Reproduce every record exactly.
(Data under study)
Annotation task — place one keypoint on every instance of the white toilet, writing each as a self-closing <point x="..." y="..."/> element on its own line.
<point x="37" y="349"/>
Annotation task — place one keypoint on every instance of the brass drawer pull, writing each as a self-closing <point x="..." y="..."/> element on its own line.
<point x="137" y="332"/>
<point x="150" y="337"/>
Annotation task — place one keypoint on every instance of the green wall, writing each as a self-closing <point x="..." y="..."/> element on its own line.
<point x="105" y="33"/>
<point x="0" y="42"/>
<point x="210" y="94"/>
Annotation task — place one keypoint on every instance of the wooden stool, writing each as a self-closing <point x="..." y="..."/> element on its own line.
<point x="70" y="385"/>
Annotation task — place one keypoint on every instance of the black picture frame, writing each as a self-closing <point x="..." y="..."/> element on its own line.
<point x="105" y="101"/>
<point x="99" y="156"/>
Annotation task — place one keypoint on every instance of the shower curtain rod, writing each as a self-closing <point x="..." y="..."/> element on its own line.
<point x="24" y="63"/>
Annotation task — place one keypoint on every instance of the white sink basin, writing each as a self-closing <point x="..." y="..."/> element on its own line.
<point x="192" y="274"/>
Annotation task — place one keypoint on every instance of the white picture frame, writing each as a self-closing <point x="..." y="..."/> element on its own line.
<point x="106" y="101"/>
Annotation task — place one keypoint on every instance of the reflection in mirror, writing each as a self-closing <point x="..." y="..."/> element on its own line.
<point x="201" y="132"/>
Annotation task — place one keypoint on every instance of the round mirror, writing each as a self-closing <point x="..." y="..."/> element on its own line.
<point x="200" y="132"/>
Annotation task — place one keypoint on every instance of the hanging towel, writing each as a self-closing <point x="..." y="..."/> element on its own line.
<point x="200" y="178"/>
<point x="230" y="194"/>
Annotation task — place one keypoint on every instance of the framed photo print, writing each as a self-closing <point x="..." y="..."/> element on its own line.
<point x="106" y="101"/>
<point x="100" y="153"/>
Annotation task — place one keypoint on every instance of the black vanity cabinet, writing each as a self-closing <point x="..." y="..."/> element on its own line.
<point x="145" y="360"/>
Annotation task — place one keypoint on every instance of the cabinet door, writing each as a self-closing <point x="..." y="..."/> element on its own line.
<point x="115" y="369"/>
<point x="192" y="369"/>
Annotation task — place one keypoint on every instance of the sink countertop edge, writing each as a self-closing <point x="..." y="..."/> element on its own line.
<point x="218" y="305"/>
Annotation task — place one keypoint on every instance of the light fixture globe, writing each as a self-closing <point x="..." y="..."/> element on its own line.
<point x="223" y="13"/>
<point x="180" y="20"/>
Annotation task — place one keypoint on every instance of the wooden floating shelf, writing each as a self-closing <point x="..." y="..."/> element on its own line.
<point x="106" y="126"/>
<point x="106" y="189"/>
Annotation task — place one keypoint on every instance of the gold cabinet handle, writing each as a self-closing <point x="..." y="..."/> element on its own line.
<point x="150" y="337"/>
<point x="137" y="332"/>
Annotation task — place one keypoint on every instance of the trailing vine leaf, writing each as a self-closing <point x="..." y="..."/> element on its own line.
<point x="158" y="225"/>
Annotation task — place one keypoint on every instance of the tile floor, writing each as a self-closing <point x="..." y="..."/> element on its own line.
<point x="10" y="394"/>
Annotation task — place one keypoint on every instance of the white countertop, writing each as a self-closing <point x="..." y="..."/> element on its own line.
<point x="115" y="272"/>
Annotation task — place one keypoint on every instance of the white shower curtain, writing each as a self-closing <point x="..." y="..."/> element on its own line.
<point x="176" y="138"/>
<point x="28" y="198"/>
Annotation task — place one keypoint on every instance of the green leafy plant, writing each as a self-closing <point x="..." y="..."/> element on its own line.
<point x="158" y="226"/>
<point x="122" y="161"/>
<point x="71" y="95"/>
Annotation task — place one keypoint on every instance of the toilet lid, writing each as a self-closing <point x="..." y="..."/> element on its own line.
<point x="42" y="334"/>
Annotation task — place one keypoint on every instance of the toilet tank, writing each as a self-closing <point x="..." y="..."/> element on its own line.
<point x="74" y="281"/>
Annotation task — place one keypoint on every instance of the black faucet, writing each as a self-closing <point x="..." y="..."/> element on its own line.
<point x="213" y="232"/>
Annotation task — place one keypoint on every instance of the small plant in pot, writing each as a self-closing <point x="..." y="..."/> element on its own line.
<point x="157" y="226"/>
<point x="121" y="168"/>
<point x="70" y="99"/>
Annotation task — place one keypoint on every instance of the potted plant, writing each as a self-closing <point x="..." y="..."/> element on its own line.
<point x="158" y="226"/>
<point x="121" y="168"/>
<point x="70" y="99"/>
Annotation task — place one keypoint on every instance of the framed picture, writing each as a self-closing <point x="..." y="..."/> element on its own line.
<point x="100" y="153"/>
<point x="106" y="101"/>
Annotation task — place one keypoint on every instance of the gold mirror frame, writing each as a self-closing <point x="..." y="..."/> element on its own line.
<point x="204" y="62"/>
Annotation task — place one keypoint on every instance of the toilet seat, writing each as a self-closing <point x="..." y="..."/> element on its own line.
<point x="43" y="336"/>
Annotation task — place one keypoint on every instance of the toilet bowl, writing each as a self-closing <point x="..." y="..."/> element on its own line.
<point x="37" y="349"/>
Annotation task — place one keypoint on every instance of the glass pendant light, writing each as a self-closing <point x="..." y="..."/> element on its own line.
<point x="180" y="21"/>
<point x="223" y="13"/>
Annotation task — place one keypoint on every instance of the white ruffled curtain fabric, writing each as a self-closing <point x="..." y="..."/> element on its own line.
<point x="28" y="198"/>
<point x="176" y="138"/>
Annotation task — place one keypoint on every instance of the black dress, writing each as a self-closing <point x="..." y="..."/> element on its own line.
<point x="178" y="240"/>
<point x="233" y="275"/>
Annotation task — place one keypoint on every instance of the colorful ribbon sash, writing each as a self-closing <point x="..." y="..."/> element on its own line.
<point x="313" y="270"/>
(End Data under study)
Output below:
Annotation task — place one keypoint on every instance of the white toilet, writing each as a self-closing <point x="..." y="..."/> element on its own line.
<point x="37" y="349"/>
Annotation task — place one keypoint on every instance of the brass drawer pull, writing each as a self-closing <point x="..." y="..."/> element on its own line.
<point x="137" y="332"/>
<point x="150" y="337"/>
Annotation task — place one keypoint on every instance of the green wall, writing each as a self-closing <point x="..." y="..."/> element on its own line.
<point x="105" y="33"/>
<point x="0" y="42"/>
<point x="210" y="94"/>
Annotation task — place one keypoint on every instance of the wooden stool, writing each as a self-closing <point x="..." y="..."/> element on its own line.
<point x="70" y="385"/>
Annotation task — place one keypoint on every instance of the black picture frame, writing each as a self-closing <point x="..." y="..."/> element on its own line.
<point x="105" y="101"/>
<point x="99" y="156"/>
Annotation task — place one keypoint on every instance of the shower curtain rod, writing each as a self-closing <point x="..." y="..."/> element on its own line.
<point x="24" y="63"/>
Annotation task — place one keypoint on every instance of the white sink basin, writing each as a self-closing <point x="..." y="..."/> element on its own line.
<point x="192" y="274"/>
Annotation task — place one keypoint on every instance of the white picture frame, writing each as a self-closing <point x="..." y="..."/> element on its own line.
<point x="106" y="101"/>
Annotation task — place one keypoint on every instance of the reflection in mirror, writing each as a self-closing <point x="..." y="..."/> element on its own line.
<point x="201" y="132"/>
Annotation task — place one keypoint on every instance of the round mirror, writing each as a self-closing <point x="..." y="..."/> element on its own line.
<point x="200" y="132"/>
Annotation task — place one keypoint on every instance of the hanging towel, writing each as a self-closing <point x="..." y="..."/> element on its own line.
<point x="200" y="178"/>
<point x="230" y="194"/>
Annotation task — place one keypoint on every instance of the framed photo print, writing each as a self-closing <point x="..." y="..."/> element on its own line.
<point x="106" y="101"/>
<point x="100" y="153"/>
Annotation task — place one keypoint on every instance of the black vanity cabinet, writing each as a self-closing <point x="..." y="..."/> element on its own line.
<point x="145" y="360"/>
Annotation task — place one keypoint on every instance of the cabinet door, writing each as a self-closing <point x="..." y="..."/> element on its own line.
<point x="115" y="369"/>
<point x="192" y="369"/>
Annotation task — place one keypoint on every instance of the sink countertop edge, writing each as a self-closing <point x="..." y="..."/> element on its own line.
<point x="218" y="305"/>
Annotation task — place one keypoint on every instance of the light fixture globe, writing each as a self-closing <point x="..." y="..."/> element on its own line.
<point x="223" y="13"/>
<point x="180" y="20"/>
Annotation task — place one keypoint on every instance of the wooden floating shelf, writing each as a self-closing <point x="..." y="..."/> element on its own line.
<point x="106" y="126"/>
<point x="106" y="189"/>
Annotation task — place one keypoint on every instance of the gold cabinet handle, writing each as a self-closing <point x="..." y="..."/> element on its own line.
<point x="150" y="337"/>
<point x="137" y="332"/>
Annotation task — place one keypoint on every instance of the trailing vine leaf, writing each as a self-closing <point x="..." y="..."/> element on its own line.
<point x="158" y="225"/>
Annotation task — place one keypoint on every instance of the tile floor, writing each as a self-closing <point x="..." y="..."/> element on its own line.
<point x="10" y="394"/>
Annotation task — place one keypoint on every instance of the white countertop, writing each as a self-closing <point x="..." y="..."/> element on its own line.
<point x="115" y="272"/>
Annotation task — place one keypoint on every instance of the white shower curtain, writing each as a self-closing <point x="..." y="..."/> element on its own line.
<point x="176" y="138"/>
<point x="28" y="198"/>
Annotation task — place one keypoint on every instance of the green leafy plant, writing each as a self-closing <point x="..." y="..."/> element on its own line.
<point x="158" y="226"/>
<point x="122" y="161"/>
<point x="71" y="95"/>
Annotation task — place one keypoint on every instance of the toilet lid, writing each as a self-closing <point x="..." y="..."/> element on its own line.
<point x="42" y="334"/>
Annotation task — place one keypoint on every instance of the toilet tank, writing each as a self-closing <point x="..." y="..."/> element on its own line.
<point x="74" y="281"/>
Annotation task — place one keypoint on every instance of the black faucet, writing each as a self-closing <point x="..." y="..."/> element on its own line.
<point x="213" y="232"/>
Annotation task — place one keypoint on every instance of the small plant in pot, writing each as a self-closing <point x="..." y="..."/> element on its own line.
<point x="157" y="226"/>
<point x="121" y="168"/>
<point x="70" y="99"/>
Annotation task — place one keypoint on every instance of the potted plant, writing each as a self-closing <point x="..." y="..."/> element on its own line.
<point x="158" y="226"/>
<point x="121" y="168"/>
<point x="70" y="99"/>
Annotation task — place one keypoint on every instance of the framed picture, writing each as a self-closing <point x="..." y="..."/> element on its own line.
<point x="100" y="153"/>
<point x="106" y="101"/>
Annotation task — place one keypoint on every instance of the gold mirror frame, writing each as a self-closing <point x="..." y="..."/> element on its own line.
<point x="204" y="62"/>
Annotation task — place one keypoint on every instance of the toilet seat, writing each as a self-closing <point x="..." y="..."/> element on its own line.
<point x="43" y="336"/>
Annotation task — place one keypoint on every instance of the toilet bowl, writing each as a self-closing <point x="..." y="..."/> element on its own line.
<point x="37" y="349"/>
Annotation task — place one keypoint on every instance of the glass pendant light, writing each as a self-closing <point x="..." y="..."/> element on its own line.
<point x="180" y="21"/>
<point x="223" y="13"/>
Annotation task — place one keypoint on every instance of the white ruffled curtain fabric, writing each as a self-closing <point x="..." y="..."/> element on its own line.
<point x="28" y="198"/>
<point x="176" y="138"/>
Annotation task — place one keypoint on every instance of the black dress, writing each as a self-closing <point x="..." y="..."/> element on its own line.
<point x="178" y="240"/>
<point x="233" y="275"/>
Annotation task — place one keypoint on every instance of the colorful ribbon sash, writing each as a self-closing <point x="..." y="..."/> element on its own line.
<point x="313" y="270"/>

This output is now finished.